Task instructions:
Every line below must come back exactly as it stands, with the images omitted.

[Stored items]
+-------+
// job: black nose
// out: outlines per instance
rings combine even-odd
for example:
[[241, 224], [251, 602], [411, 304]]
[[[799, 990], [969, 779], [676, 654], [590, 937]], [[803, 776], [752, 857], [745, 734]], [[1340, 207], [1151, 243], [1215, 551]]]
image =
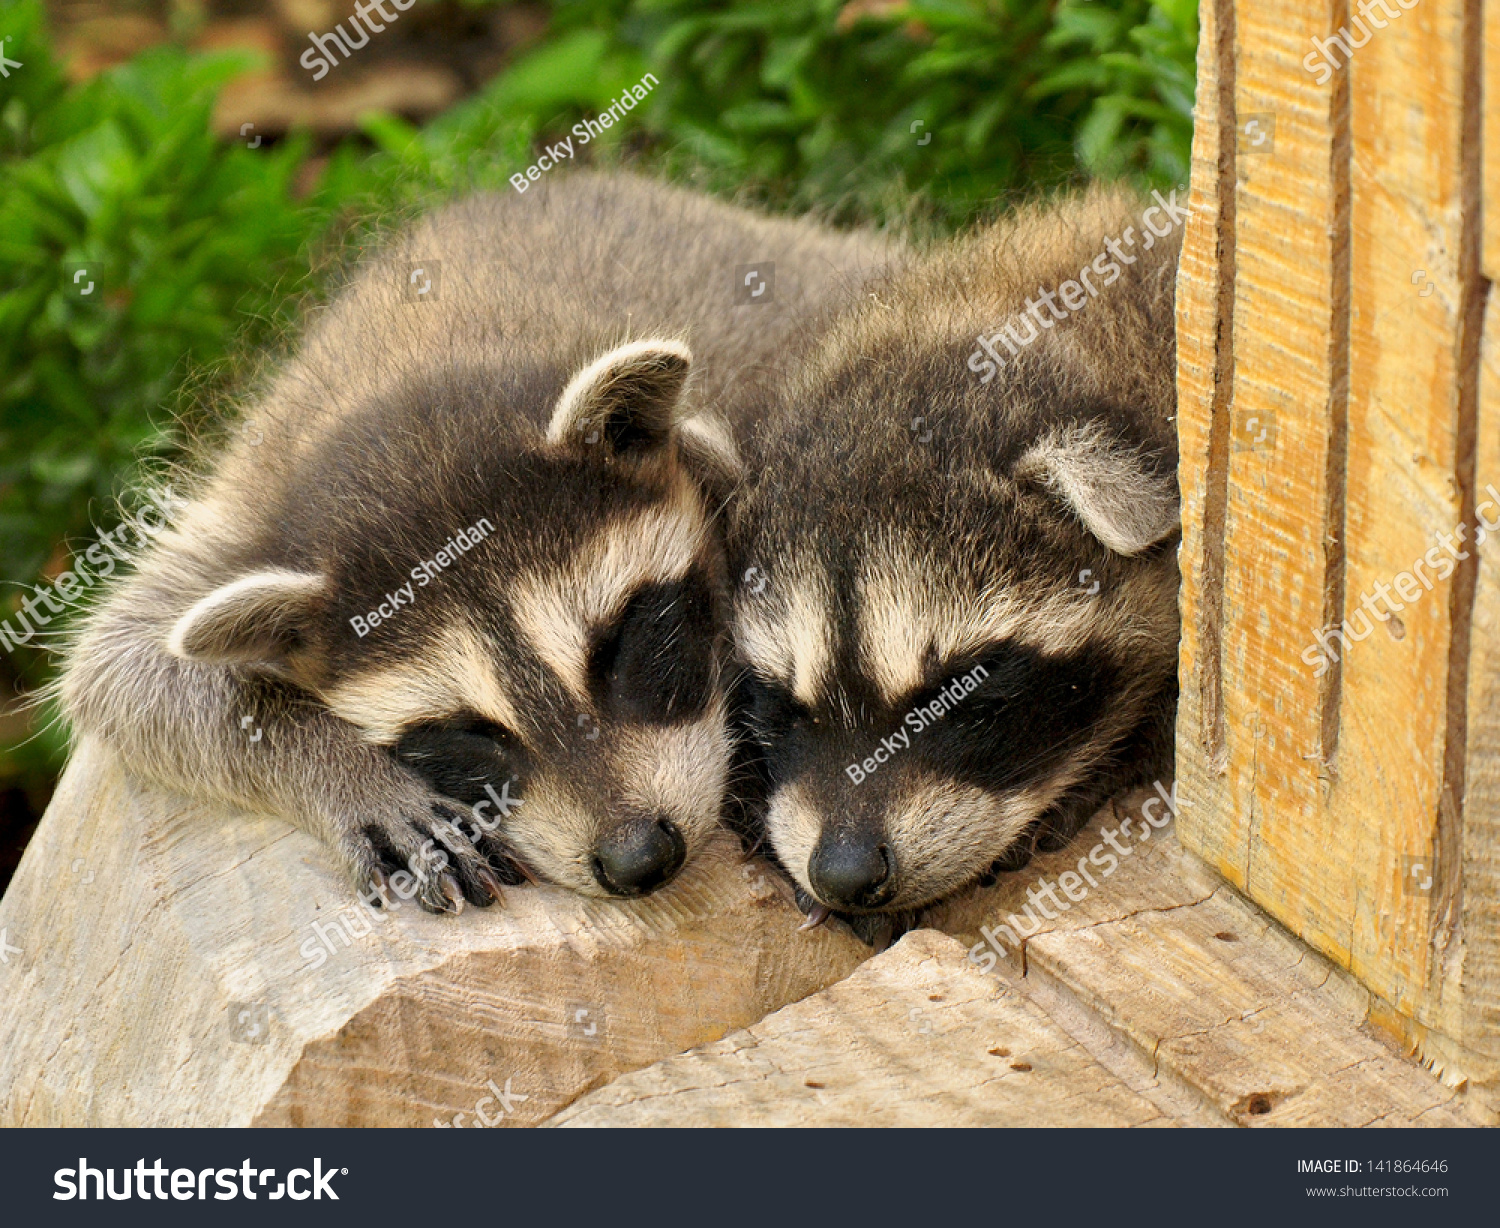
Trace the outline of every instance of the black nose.
[[687, 844], [666, 819], [622, 823], [594, 850], [594, 880], [611, 895], [649, 895], [682, 868]]
[[869, 838], [824, 835], [807, 860], [818, 898], [834, 908], [879, 908], [895, 894], [891, 850]]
+-------+
Answer section:
// job: black nose
// out: outlines per instance
rings combine even-odd
for example:
[[241, 224], [251, 602], [411, 304]]
[[[799, 990], [969, 779], [676, 654], [590, 937]], [[803, 776], [752, 857], [745, 734]], [[1340, 207], [1151, 243], [1215, 551]]]
image =
Trace the outline of every instance of the black nose.
[[687, 844], [666, 819], [622, 823], [594, 850], [594, 880], [611, 895], [649, 895], [682, 868]]
[[869, 838], [824, 835], [807, 860], [818, 898], [834, 908], [879, 908], [895, 894], [891, 850]]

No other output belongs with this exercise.